## [文章段落]
'''

Sn-Zn合金具有電導率佳之優點，應用於光伏導帶上可改善光伏模組之電子傳遞效率。因此本實驗選用Sn-9Zn、Sn-25Zn及Sn-50Zn三種成分之無鉛銲錫合金，作為應用在太陽能模組上光伏銅帶之鍍錫層，並以剝離力測試及界面組織觀察評估Sn-Zn合金對光伏模組之適用性，接著以高電流通電測試模擬之後應用上界面變化對Sn-Zn光伏模組體電阻之影響。
從光伏銅帶之界面組織觀察顯示，銅帶經過浸鍍後會在solder/Cu界面處形成Cu5Zn8層，且厚度隨著Zn含量增加而上升。與銀膠回銲之後，Ag會和Zn形成介金屬化合物AgZn3及AgZn，且AgZn會隨著回銲時間增加而消失並轉而生成AgZn3，AgZn3主要分布在solder/Cu5Zn8及solder/Ag界面處。隨著AgZn3持續生成，基板上之銀膠同時被消耗導致厚度降低。剝離測試結果則顯示，Sn-9Zn多由solder/Cu界面處破壞，而Sn-25Zn及Sn-50Zn則由銲錫基地中及銀膠和基板界面處破壞，且光伏模組之剝離力隨著Zn含量及回銲時間增加而降低。由界面組織及剝離結果推論，介金屬化合物之生成可增加界面接合強度，而添加過多之Zn會消耗銀膠導致模組接合強度降低。
經由通電測試可觀察到，使用Sn-Zn合金作為銲錫之光伏模組，其體電阻較錫銀銅合金低，且以Sn-25Zn合金具有最低之體電阻。而經過長時間高電流密度通電後，三種成分之Sn-Zn光伏模組之體電阻皆上升，上升幅度隨著鋅含量增加而變大。通電後之模組界面組織演變則為銲錫基地相中之殘留富鋅相持續與Cu及Ag反應生成IMC並消耗銀膠，殘留富鋅相也因此而減少。

Due to its excellent conductivity, Sn-Zn lead-free solder can be applied to photovoltaic ribbon (PV ribbon) for improving the efficiency of electron transport. The Sn-xZn lead-free alloys (x= 9, 25, and 50 wt%) were used for photovoltaic copper ribbon in this study. The applicability of Sn-xZn alloys were evaluated by peel test and interfacial microstructure. And then, electrification test with high current density was applied to photovoltaic module (PV module), and the interfacial microstructures before and after electrification test were observed to estimate how the interface transition affected the volume resistence of PV module.

'''

## [練習題目 1]
請列出關於Sn-Zn光伏銲帶的文章中以化學式寫出的所有化合物。
## [練習題目 2]
請數出下方條目中含有字串「light」的行數，大小寫須相符，只回答數字。

## [所給條目]

'''

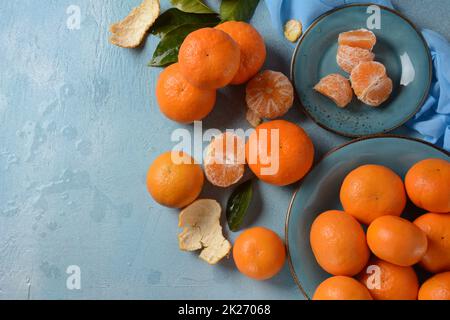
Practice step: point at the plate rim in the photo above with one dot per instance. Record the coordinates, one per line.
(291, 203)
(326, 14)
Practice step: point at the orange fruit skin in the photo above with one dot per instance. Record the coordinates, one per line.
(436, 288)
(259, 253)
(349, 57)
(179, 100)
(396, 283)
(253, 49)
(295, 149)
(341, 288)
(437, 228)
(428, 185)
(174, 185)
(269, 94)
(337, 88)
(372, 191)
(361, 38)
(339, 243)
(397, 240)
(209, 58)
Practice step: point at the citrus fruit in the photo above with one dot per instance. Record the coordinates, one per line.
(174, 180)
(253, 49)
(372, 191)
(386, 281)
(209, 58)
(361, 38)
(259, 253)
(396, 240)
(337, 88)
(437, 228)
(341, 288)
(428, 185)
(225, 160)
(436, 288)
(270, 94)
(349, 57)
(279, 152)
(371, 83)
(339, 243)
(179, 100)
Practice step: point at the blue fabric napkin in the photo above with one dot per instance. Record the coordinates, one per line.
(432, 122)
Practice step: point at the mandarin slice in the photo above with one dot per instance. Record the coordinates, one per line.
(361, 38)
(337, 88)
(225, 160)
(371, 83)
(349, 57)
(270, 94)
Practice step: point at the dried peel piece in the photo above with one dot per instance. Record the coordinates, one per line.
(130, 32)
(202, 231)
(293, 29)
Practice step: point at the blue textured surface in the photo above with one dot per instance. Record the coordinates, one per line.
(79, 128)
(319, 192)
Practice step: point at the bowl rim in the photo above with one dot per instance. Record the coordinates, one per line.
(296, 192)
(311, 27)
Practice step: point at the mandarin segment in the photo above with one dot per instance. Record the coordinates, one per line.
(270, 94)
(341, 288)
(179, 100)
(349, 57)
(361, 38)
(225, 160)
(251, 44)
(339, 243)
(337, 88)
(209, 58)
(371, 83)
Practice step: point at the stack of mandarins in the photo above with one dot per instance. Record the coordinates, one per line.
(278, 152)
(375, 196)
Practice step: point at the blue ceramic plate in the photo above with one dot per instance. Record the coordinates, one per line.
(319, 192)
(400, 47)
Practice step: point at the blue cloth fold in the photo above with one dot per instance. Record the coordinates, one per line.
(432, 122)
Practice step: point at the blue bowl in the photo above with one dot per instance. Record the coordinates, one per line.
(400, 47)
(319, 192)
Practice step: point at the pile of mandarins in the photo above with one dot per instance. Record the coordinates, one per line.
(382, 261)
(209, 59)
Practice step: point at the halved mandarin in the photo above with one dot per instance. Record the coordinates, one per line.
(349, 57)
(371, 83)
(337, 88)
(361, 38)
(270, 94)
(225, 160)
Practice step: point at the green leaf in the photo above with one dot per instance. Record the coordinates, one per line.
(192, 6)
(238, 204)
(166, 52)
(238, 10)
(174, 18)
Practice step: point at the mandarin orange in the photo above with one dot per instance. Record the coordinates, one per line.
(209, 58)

'''
'''

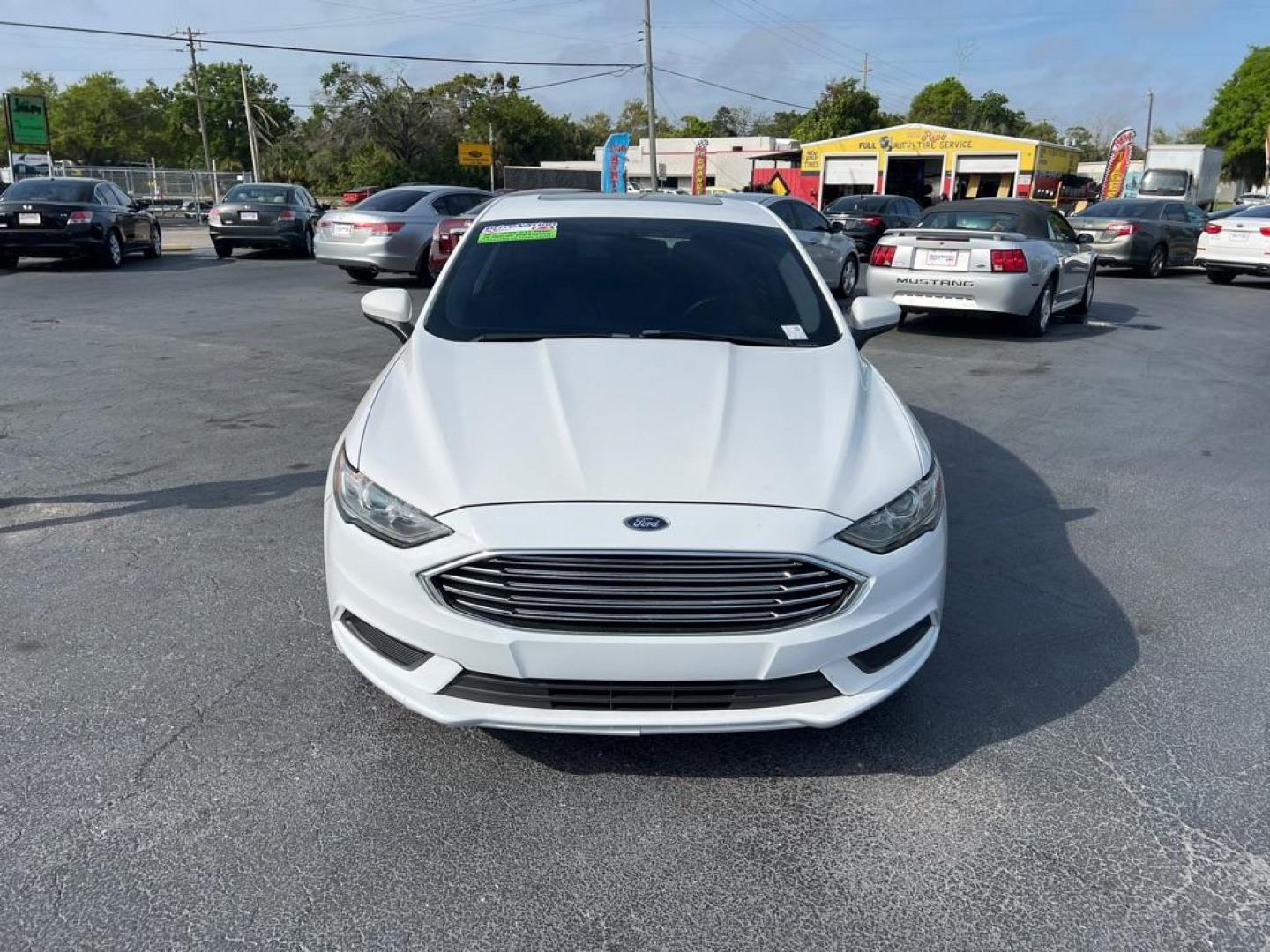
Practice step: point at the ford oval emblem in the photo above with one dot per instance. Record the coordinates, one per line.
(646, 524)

'''
'''

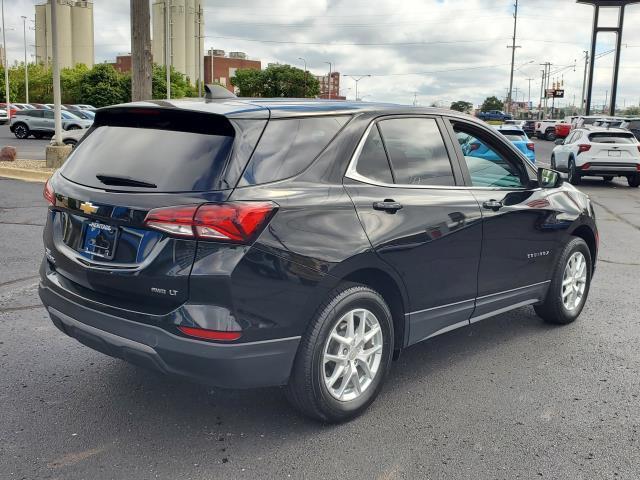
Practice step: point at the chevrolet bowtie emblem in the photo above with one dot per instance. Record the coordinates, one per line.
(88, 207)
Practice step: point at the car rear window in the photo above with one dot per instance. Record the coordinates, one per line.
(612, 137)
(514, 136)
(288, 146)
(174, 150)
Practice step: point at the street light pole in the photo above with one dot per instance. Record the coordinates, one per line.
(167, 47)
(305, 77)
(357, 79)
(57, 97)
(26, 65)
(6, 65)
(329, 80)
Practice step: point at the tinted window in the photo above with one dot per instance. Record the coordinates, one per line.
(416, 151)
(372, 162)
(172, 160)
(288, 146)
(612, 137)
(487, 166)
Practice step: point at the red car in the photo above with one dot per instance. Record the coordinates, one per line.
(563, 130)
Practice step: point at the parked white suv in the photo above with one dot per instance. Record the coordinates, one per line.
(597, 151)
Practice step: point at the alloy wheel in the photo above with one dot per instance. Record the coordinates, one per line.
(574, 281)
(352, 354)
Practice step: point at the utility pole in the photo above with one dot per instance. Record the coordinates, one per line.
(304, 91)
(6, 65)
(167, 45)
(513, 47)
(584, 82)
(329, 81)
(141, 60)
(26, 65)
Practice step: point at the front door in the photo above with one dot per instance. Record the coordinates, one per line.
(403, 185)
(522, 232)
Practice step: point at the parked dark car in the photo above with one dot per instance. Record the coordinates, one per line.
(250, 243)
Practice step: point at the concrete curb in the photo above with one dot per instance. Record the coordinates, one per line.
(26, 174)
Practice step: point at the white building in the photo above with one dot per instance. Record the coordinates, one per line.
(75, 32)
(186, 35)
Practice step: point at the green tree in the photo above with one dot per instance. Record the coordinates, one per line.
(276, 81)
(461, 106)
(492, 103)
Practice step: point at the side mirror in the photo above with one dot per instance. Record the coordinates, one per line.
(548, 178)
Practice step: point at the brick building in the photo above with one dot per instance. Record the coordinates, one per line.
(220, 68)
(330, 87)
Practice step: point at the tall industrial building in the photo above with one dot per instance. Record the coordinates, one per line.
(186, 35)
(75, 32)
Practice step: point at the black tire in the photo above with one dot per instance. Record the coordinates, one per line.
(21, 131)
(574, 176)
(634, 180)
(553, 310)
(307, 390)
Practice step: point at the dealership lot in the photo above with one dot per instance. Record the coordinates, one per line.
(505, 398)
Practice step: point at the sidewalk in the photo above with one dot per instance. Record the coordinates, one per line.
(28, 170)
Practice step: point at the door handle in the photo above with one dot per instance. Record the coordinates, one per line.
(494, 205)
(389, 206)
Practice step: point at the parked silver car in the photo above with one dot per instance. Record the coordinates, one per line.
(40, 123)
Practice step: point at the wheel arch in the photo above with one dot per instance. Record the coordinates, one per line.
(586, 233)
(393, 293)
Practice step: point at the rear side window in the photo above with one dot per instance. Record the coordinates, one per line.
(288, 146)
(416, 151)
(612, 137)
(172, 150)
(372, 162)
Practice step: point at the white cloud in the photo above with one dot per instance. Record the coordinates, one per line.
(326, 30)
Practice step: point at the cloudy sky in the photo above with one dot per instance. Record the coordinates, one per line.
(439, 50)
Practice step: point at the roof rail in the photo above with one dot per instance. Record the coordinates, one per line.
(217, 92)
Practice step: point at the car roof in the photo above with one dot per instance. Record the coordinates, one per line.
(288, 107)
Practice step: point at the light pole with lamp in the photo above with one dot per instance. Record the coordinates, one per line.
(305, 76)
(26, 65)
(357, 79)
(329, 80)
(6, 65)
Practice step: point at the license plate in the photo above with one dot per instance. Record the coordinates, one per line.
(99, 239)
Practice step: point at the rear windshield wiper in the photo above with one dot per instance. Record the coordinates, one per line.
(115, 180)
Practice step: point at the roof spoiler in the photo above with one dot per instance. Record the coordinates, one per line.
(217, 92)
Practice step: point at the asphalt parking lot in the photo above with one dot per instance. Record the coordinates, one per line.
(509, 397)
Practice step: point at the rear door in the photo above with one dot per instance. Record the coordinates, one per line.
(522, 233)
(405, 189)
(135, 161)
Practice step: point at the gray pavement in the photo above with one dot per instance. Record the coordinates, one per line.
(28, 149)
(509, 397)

'''

## [參考解答 1]
Cu5Zn8、AgZn3、AgZn

## [參考解答 2]
2